▶ WHAT IS EXPECTED: Write the next part of the account of the patient Hugh given below, starting right after its last sentence.

▶ READING TEXT:

▼

He began to shower three times a week as ordered. He stopped smelling. I snatched the mucus-encrusted wool stocking cap
from his head, threw it in the wastebasket, and gave him a new one. I forbade him to wear it between May and November. He
let me trim his beard a bit at each visit until it became quite handsome, and then one day, he shaved it off himself.

     Today, at his long-standing invitation, I stop by his apartment to see and play his keyboard. The program owns a handsome
Victorian mansion which has been converted into apartments, some single, most for two. Hugh's roommate is also my patient,
a man of forty given to military camouflage, bullet vests, and posters in his room of Nazis, with an occasional hand-lettered sign
reading, "FUCK".

▲

(Dataset records)
▼

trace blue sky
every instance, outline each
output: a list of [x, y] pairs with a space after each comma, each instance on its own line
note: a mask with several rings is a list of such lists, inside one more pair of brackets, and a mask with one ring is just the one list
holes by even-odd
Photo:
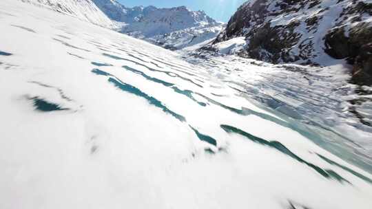
[[227, 22], [238, 7], [247, 0], [117, 0], [127, 7], [154, 6], [170, 8], [185, 6], [192, 10], [204, 10], [217, 21]]

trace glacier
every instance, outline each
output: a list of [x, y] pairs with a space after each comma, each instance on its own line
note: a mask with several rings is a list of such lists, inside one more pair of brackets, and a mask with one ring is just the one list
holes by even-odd
[[0, 208], [371, 208], [347, 75], [101, 26], [0, 1]]

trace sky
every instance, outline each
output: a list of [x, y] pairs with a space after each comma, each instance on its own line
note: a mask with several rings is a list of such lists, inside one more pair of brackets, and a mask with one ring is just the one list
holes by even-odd
[[227, 22], [236, 9], [247, 0], [117, 0], [127, 7], [154, 6], [171, 8], [185, 6], [192, 10], [204, 10], [216, 21]]

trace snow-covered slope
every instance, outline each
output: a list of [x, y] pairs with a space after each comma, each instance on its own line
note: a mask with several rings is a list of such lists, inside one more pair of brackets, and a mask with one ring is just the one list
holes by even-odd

▲

▶ ANSWER TO THE PROBLEM:
     Hugh invites me in, bowing and scraping in apology. "I'm sorry it's so dirty here Dr. Ingall. Dave does the cleaning
mostly probably you're angry with me you must hate me." I can see that Hugh has made a valiant attempt at straightening up
and picking up the room. But he points to every dustball as a monument to his sins: "I'm sorry Dr. Ingall you must see that
dirt and say he's no good." Schizophrenia produces a two-and-a-half pack a day habit. I knew that when I got home, my clothes
would reek of smoke.

     Hugh's keyboard is the dream come true for a young man of the 60's. A Fender Rhodes keyboard sitting atop a large speaker
with a loud pedal. Hugh hasn't played the keyboard in 20 years, and this was to be its legendary return. I play first. Hugh begins
to talk about John Raitt, so I play "If I Loved You," from Carousel. Hugh begins to sing it. He has a mystic lovely high tremor
of a voice.

     Unfortunately, in his haste and eagerness to make his home presentable, Hugh has forgotten to clean the keys,which are
covered with the grit and grime of the 70's, 80's and 90's. But the sound is true. It isn't exactly a piano, nor is it an organ.
It is the mother of all keyboards: a melange of harpsichord, celeste, glockenspiel and piano. Hugh asks for something classical,
so I play a Beethoven Sonatina. It isn't Wanda Landowska, but it isn't bad, either.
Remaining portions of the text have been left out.